Edible Plants In The Woods (vitamins, nutrients, and or edible ways (The…
Edible Plants In The Woods
vitamins, nutrients, and or edible ways
The roots of a bull thistle are edible when cooked. They taste somewhat of a Jerusalem artichoke. The young stems can be cooked and used as vegetables. Also the young leaves can be soaked in salt water overnight and then cooked and eaten.
Fireweed is a good source of vitamin A and B. Also, the young shoots of the fireweed make a good substitute for asparagus.
Prickly-pear cactus's can be eaten hole, but you have to carefully remove the spines. The prickly pear tastes like cucumbers and is sometimes boiled into some soups which get thicker.
CAUTION! The prickly pear cactus has minutely barbed glochids (hairs) that are easily dislodged when the plant is touched and they then become stuck to the skin where they are difficult to see and remove. They can cause considerable discomfort.
The roots of the yellow sweet clover was consumed as food by the Kalmuks. The young shoots can be cooked and used as asparagus. Young leaves can be eaten in salads and the leaves and seedpods can be cooked as vegetables.
The bluebell bellflower contains lots of vitamins C, and the leaves of this flower are edible raw or cooked.

### Data section
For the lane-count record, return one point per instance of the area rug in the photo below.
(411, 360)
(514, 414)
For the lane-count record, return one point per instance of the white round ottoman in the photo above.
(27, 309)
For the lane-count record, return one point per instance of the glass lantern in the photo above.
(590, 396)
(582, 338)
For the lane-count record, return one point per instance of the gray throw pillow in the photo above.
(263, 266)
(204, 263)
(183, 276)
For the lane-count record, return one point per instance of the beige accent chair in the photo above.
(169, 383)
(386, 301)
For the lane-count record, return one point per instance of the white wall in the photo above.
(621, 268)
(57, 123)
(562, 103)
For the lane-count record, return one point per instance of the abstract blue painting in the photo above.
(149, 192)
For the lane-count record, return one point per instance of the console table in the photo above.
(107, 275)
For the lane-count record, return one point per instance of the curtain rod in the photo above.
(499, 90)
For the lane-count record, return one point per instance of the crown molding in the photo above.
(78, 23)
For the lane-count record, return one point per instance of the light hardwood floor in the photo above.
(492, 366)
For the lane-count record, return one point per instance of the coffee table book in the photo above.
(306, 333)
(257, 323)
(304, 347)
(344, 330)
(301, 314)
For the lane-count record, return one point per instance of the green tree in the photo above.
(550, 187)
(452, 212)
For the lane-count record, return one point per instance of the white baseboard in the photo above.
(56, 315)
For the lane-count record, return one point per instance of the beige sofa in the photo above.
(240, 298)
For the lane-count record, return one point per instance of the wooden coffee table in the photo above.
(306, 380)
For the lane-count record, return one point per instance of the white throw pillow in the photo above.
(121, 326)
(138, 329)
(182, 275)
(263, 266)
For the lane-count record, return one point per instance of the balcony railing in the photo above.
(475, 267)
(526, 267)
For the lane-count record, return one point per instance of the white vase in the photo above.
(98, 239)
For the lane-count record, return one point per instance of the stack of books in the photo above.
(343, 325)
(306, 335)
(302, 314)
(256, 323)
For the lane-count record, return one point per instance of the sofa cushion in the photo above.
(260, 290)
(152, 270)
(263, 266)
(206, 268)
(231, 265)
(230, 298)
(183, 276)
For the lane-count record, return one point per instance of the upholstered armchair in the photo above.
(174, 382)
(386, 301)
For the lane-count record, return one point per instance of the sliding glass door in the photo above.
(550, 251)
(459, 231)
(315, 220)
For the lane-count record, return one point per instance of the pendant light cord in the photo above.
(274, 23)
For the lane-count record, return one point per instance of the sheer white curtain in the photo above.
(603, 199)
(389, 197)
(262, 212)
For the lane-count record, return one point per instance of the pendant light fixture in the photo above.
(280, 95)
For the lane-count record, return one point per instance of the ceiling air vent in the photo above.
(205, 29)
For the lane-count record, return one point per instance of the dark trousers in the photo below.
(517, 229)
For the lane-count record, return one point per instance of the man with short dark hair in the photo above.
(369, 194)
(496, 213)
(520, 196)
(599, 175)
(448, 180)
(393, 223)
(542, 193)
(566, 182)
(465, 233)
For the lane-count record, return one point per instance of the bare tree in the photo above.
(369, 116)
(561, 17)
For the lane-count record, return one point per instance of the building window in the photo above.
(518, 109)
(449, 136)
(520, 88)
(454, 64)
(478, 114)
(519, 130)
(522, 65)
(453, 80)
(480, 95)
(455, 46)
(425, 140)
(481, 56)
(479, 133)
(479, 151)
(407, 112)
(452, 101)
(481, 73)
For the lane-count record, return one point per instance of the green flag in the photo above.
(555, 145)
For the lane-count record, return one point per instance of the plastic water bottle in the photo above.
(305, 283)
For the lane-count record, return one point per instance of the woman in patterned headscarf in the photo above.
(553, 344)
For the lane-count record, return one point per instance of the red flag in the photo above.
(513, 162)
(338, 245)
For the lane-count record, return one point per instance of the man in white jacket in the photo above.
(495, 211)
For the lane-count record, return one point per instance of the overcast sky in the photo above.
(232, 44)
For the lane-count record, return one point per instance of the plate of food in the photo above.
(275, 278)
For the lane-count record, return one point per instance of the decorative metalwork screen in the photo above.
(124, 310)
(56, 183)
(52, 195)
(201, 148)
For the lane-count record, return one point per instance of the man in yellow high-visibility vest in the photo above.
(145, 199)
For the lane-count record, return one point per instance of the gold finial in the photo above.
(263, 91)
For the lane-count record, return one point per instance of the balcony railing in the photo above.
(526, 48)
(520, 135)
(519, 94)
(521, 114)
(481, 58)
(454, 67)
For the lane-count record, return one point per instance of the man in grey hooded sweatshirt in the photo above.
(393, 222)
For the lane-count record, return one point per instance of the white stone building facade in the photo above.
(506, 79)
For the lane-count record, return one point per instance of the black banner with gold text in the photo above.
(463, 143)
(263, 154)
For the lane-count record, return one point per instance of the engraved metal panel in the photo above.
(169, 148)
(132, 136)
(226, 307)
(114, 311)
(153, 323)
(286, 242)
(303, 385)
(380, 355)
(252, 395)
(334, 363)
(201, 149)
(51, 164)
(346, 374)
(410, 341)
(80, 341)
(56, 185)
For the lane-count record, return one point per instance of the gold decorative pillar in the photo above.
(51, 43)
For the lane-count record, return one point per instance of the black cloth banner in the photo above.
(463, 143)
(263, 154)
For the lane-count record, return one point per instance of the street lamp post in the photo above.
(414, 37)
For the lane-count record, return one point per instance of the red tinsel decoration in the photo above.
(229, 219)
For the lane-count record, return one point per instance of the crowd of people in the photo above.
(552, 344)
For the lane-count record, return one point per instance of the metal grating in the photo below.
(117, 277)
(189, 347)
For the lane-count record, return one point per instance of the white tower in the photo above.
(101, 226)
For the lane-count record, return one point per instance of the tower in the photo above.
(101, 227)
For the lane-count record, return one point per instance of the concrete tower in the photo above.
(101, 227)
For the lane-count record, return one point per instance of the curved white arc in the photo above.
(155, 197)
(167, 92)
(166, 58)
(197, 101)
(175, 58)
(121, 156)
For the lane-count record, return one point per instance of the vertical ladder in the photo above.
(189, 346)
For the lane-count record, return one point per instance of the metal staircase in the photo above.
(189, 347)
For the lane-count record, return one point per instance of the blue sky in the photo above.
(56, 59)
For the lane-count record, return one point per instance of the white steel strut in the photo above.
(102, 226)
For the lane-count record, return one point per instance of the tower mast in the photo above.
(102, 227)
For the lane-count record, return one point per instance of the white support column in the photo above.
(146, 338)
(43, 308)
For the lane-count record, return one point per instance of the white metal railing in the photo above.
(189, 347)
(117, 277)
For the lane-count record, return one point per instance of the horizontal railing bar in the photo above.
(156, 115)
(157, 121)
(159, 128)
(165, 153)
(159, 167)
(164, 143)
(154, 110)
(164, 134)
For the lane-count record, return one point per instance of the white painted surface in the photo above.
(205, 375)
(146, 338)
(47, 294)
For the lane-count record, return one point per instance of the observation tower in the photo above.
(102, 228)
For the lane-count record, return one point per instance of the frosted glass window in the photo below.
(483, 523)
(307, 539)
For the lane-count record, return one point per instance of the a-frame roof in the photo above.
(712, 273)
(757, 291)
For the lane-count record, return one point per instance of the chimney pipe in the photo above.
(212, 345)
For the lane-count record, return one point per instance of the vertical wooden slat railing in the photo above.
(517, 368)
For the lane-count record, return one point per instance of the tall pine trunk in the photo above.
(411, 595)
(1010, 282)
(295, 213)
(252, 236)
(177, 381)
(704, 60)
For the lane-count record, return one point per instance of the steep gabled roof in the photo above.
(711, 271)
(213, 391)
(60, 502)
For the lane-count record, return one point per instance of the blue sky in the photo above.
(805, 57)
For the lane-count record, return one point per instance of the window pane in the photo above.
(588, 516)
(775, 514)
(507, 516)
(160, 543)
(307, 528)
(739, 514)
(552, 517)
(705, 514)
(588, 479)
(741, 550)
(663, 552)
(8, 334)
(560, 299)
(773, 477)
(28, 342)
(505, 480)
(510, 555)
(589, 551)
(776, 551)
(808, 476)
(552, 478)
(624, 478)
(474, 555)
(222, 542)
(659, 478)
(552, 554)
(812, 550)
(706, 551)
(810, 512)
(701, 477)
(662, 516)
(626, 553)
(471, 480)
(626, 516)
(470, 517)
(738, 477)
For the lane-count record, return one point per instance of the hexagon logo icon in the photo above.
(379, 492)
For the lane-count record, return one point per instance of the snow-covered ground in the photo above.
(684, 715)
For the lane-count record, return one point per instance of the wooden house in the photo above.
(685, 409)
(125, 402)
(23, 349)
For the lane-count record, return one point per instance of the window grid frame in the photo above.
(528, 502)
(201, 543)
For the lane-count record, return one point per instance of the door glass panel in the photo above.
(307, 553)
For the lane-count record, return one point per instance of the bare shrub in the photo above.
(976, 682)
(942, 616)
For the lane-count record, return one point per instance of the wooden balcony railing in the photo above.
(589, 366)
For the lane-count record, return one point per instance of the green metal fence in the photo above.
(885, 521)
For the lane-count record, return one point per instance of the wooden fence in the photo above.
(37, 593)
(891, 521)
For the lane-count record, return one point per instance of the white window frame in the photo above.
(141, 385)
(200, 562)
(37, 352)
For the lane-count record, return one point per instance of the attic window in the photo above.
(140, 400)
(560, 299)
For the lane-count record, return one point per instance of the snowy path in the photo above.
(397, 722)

### Aim of the exercise
According to the text on edible plants in the woods, what do cooked bull thistle roots taste like?

### Answer to the problem
They taste somewhat like a Jerusalem artichoke.